## Source excerpt:

---

Here’s a secret — although all of the work you’ve done is critical to presenting your financial institution in the most positive way, there’s so much more you can do to enhance its digital presence and make the money and time you’ve put into the project truly pay off.

(If you’re thinking about a new website redesign right now, this info is for you, too).

Now, let’s take a closer look at six ways you can optimize your newly redesigned website to increase online visibility, engagement, and leads for your financial institution.

1. Search Engine Optimization (SEO)

The new look of your redesigned website is often the main focus of any redesign project. We often hear from financial marketers that the primary goal of their redesign was to give the website a more modern, updated look since the previous version had been around for a while and felt “dated”. Having a modern design is definitely important to ensure the bank’s digital presence is representing the institution as a credible and competitive organization. However, the aesthetics of a website don’t help increase online visibility, traffic, and leads.

Google uses a lot of variables to determine which websites appear on the first page of search results for a particular search query or keyword.

Ranking Factors

Many elements that help Google understand and prioritize your website ahead of another financial institution in search results may have been addressed during the website redesign process. This is often true of many technical elements that are best practices for search engine optimization, including mobile-friendliness and Core Web Vitals.

So can you check SEO off your to-do list once the website is redesigned? Nope.

Think of SEO like a farm, the more work you put into maintaining and optimizing the farm, the greater the yield. During the initial redesign process you’ll want to address the following elements at a minimum to ensure the website is optimized for search engines:

  • Analytics and goal tracking
  • ADA compliance
  • Broken links and broken pages
  • Copywriting to support target keywords
  • Domain unification
  • Header tags
  • Image alt text
  • Internal linking
  • Keyword research
  • Metadata (page titles and descriptions, canonicals, robots.txt)
  • Site architecture
  • Sitemaps

Once these items are knocked out, ongoing optimization is needed to maintain and improve organic visibility, traffic, and leads from search engines like Google. Ongoing SEO efforts for your bank website should include the following at a minimum:

  • Competitor analysis
  • Conversion rate optimization
  • Copy adjustments and enhancements
  • Inbound/educational blog content creation
  • Local listings management (especially Google My Business)
  • Metadata enhancements (titles, schema markup, more)
  • Online review marketing
  • Promotion and optimization of published blog posts
  • Remediation of broken links and pages
  • Target keyword monitoring and refinement

SEO is an investment that yields exponential results over time and should be given as much consideration as the website design. After all, what good is a shiny new website if prospects aren’t finding it!

2. Conversion Rate Optimization

In a nutshell, conversion rate optimization (CRO) means doing everything you can to get as many visitors to your shiny new website to do exactly what you want them to do when they visit. Along with Google Analytics, Google Optimize can help you improve lead generation—which could range from asking for more info, downloading content, requesting a demo, opening an account or any other action you’d like your website visitor to complete.

For example, if you have a page that describes your best checking account, you want everyone who reads about it to tap or click the Open an Account button you’ve also added to that page. (You do have one there, right? If not, go add that first.)

---

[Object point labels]
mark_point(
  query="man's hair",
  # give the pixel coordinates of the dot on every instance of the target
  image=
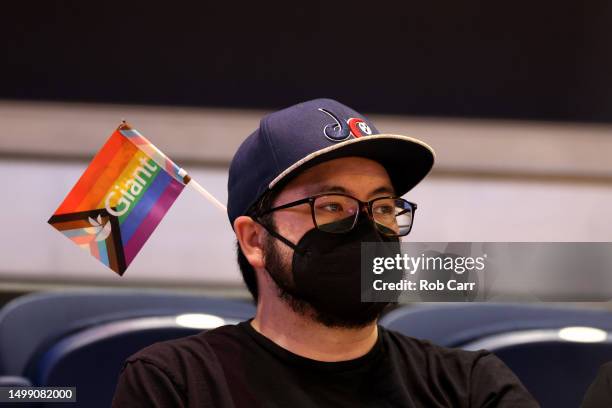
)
(248, 273)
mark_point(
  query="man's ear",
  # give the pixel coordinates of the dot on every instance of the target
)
(250, 238)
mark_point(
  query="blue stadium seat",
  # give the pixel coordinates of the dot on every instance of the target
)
(32, 320)
(453, 325)
(556, 371)
(91, 359)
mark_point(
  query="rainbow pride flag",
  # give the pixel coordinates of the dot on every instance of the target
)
(120, 199)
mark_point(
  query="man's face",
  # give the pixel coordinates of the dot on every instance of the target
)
(361, 178)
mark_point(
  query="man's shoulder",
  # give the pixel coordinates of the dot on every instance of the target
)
(426, 352)
(186, 351)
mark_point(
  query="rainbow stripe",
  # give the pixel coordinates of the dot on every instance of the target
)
(120, 199)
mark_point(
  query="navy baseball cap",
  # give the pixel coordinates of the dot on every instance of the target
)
(291, 140)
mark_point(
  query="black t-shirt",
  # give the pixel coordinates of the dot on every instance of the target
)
(599, 394)
(236, 366)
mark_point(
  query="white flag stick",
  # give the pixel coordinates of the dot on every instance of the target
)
(197, 187)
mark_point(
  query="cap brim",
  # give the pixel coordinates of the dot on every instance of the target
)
(407, 160)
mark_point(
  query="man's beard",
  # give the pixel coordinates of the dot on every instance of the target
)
(278, 265)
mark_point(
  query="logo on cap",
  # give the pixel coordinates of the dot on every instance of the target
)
(359, 127)
(341, 131)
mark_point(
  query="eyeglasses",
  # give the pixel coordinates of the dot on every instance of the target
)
(338, 213)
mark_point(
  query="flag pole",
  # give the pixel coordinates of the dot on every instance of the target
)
(197, 187)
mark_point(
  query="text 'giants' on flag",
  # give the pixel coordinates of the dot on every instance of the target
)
(120, 199)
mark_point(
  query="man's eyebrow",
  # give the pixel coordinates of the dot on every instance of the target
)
(383, 189)
(339, 189)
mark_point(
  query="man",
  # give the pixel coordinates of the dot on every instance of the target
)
(305, 189)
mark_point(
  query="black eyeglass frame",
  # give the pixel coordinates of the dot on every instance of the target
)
(362, 204)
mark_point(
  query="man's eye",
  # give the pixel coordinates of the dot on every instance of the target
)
(332, 207)
(384, 209)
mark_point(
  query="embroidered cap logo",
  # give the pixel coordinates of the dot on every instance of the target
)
(341, 131)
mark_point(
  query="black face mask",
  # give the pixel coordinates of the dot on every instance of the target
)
(326, 271)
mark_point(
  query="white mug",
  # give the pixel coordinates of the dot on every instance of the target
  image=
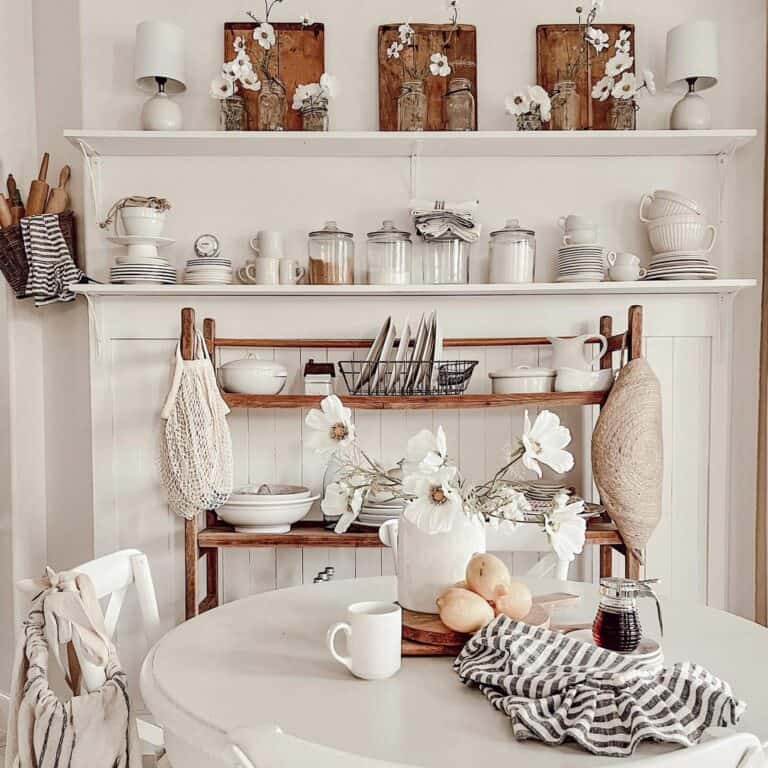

---

## List of tasks:
A: Does the website optimization excerpt support each of these statements? Answer yes or no for each, and quote the words from the excerpt that decide it. (i) A website's aesthetics help increase online visibility, traffic, and leads. (ii) Domain unification is among the elements to address during the initial redesign process. (iii) Google Optimize can be used together with Google Analytics to improve lead generation.
B: Can you extract the passage of the website optimization excerpt word for word, starting with "Here’s a secret" and going on through "your financial institution."?
Answer using only the website optimization excerpt.

## Exercise responses:
A:
(i) No: "However, the aesthetics of a website don’t help increase online visibility, traffic, and leads."
(ii) Yes: "Domain unification"
(iii) Yes: "Along with Google Analytics, Google Optimize can help you improve lead generation"

B:
Here’s a secret — although all of the work you’ve done is critical to presenting your financial institution in the most positive way, there’s so much more you can do to enhance its digital presence and make the money and time you’ve put into the project truly pay off.

(If you’re thinking about a new website redesign right now, this info is for you, too).

Now, let’s take a closer look at six ways you can optimize your newly redesigned website to increase online visibility, engagement, and leads for your financial institution.